- Direction 1 -
Using the meta-analysis excerpt, explain in one to three sentences why the authors ran complementary literature searches for unpublished material.
- Direction 2 -
Edit the stretch of the listing from the line containing "tag the palm tree" through the line containing "<point>525,377</point>", replacing "candle" with "lantern" and leaving everything else unchanged. Return only those lines.

- Page text -
++++++++++

As recommended by Borenstein et al. (2009), all moderator analyses were carried out using mixed-effects model, which includes a random-effects model within subgroups. Within constructs, all individual ESs were integrated to compute a weighted average ES and its 95% confidence interval. Weighing by sample sizes of contributing individual sizes was done using the typical inverse variance weighting method. The heterogeneity of study effects was explored using a statistical significance test (Q statistics; a significant Q statistic indicates that the ESs vary more than would be expected given sampling error alone, suggesting that studies estimate different population parameters). To provide estimates of the amount (degree) of such heterogeneity, we also computed τ2 and I2. (These data are available on request.) All ES integration and moderator analyses were conducted using Comprehensive Meta-Analysis software.
Missing Data
Missing data can undermine the interpretation of any meta-analysis. Publication bias occurs due to the less likely tendency of studies lacking statistically significant results to be published. Because published studies are easier to locate than unpublished studies, this can lead to a bias against the null hypothesis. There are no well-accepted statistical methods for dealing with this problem; thus, we used complementary literature searches to search for unpublished material (procedures to locate the highest number of eligible, both published and unpublished studies, are described earlier). In addition, to assess the likelihood of the presence and magnitude of publication bias, we carried out three different tests: Classic Fail-Safe N, Orwin’s Fail-Safe N, and Egger’s regression analysis (Borenstein et al., 2009).
Results
The first research question addressed the effectiveness of SI in improving L2/FL learning. The overall weighted mean (see Table 1) represents a large effect on Cohen’s (1988) scale. The second research question addressed the effectiveness of SI on self-regulated learning associated with L2/FL learning. The overall weighted mean for this learning domain also represents a large effect. These results indicate that, on average, the participants in the SI treatment groups scored approximately 0.8 and 0.9 standard deviations above those in control groups on language and self-regulated learning measures, respectively. Statistically significant homogeneity test results (Q statistics) indicated that the studies estimated different population parameters.

++++++++++

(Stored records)
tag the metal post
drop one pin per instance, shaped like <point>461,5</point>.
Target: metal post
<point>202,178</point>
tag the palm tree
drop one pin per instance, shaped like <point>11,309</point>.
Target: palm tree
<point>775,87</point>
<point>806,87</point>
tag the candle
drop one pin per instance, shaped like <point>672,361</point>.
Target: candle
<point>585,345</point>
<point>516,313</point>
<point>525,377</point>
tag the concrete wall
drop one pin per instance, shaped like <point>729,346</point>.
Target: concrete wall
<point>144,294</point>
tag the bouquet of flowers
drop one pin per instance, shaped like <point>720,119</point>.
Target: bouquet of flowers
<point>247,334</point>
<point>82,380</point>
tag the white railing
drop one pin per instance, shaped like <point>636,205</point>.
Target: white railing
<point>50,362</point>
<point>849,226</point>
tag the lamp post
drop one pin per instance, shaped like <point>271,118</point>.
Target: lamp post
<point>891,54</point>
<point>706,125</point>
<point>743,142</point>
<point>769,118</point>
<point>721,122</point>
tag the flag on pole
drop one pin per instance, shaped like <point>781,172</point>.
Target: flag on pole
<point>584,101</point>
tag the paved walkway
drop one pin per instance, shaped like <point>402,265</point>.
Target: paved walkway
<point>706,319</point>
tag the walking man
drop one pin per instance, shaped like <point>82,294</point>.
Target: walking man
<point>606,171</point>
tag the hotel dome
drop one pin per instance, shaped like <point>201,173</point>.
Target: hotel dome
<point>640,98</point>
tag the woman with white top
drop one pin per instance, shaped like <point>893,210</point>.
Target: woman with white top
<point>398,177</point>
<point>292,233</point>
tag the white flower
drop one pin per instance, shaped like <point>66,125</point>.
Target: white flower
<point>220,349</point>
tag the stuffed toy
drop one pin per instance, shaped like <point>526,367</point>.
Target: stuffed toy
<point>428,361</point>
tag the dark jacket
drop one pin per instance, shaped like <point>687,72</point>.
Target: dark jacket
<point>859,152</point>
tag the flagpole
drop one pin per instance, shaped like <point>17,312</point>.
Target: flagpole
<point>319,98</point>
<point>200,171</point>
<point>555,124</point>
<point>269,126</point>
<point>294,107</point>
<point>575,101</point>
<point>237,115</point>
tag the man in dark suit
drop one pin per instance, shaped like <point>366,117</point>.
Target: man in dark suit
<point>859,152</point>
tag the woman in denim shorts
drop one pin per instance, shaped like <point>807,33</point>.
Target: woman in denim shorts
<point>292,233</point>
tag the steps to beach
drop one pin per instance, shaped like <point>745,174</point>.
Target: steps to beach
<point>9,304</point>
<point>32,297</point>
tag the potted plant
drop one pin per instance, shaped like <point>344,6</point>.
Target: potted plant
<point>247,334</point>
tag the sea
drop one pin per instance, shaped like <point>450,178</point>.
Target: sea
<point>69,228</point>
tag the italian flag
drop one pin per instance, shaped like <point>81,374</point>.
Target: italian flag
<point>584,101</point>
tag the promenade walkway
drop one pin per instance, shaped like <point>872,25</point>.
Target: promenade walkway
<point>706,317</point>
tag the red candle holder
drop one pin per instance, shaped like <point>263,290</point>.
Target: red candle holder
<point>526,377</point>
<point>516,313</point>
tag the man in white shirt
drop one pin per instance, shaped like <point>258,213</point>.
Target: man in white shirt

++++++++++

- Answer 1 -
The authors ran complementary literature searches because there are no well-accepted statistical methods for dealing with publication bias. Publication bias arises because studies without statistically significant results are less likely to be published, and published studies are easier to locate. Searching for unpublished material was their way of addressing that problem.

- Answer 2 -
tag the palm tree
drop one pin per instance, shaped like <point>11,309</point>.
Target: palm tree
<point>775,87</point>
<point>806,87</point>
tag the lantern
drop one pin per instance, shaped like <point>672,361</point>.
Target: lantern
<point>585,345</point>
<point>516,313</point>
<point>525,377</point>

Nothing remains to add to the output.